ENTRIES SHOWN:
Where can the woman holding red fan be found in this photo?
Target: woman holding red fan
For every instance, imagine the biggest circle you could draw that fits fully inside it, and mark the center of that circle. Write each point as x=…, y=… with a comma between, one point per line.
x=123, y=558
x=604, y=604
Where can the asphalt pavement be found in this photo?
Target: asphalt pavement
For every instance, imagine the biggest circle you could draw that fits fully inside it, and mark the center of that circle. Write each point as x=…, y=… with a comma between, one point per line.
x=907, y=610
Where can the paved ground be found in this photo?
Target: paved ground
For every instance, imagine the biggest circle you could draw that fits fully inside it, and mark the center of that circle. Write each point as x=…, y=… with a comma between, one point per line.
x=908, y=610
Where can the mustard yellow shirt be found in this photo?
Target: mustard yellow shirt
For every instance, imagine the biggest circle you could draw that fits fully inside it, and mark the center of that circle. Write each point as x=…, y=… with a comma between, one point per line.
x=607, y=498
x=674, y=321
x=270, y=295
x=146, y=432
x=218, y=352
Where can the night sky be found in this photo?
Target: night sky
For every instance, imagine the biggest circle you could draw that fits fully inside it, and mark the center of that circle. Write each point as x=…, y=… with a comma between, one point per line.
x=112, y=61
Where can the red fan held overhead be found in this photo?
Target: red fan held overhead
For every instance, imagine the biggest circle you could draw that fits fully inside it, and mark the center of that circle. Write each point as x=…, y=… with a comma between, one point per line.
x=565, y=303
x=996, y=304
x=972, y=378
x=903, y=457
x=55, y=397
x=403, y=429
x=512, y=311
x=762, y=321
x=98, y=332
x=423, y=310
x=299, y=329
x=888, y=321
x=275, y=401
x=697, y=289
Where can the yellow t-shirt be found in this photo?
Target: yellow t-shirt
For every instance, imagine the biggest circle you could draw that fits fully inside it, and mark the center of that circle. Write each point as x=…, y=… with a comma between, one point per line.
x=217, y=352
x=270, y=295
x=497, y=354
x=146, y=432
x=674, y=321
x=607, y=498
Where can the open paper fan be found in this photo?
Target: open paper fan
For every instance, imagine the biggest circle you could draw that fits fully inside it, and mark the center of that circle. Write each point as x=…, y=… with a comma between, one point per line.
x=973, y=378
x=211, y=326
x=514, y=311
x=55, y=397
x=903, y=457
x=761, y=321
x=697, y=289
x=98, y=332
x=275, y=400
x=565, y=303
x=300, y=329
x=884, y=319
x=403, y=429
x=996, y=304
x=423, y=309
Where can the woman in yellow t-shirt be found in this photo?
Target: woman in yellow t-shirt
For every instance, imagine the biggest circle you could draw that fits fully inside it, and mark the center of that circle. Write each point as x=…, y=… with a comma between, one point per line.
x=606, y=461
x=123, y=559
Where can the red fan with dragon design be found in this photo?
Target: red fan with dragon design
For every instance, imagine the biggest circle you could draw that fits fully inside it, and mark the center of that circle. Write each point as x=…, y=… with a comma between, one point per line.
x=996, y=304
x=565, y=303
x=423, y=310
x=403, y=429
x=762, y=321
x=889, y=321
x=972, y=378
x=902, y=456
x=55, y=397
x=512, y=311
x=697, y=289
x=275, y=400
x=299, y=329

TASK INSTRUCTIONS:
Please rewrite the items starting at the line containing "Where can the red fan held" and ending at the line containing "x=275, y=401", both included, with the requests kept as they are and every coordinate in the answers multiplied by 1.6 and rounded to the nearest whole number, halves rounding up. Give only those lines.

CORRECT RESPONSE:
Where can the red fan held overhead be found in this photo?
Target: red fan held overhead
For every instance, imagine the biggest circle you could draw that fits fully inside it, and mark the center of that circle. Write each point as x=…, y=… with a comma between, one point per line.
x=904, y=485
x=1594, y=486
x=1555, y=605
x=1445, y=731
x=88, y=635
x=645, y=686
x=819, y=498
x=1219, y=514
x=157, y=531
x=677, y=496
x=478, y=526
x=1421, y=514
x=440, y=642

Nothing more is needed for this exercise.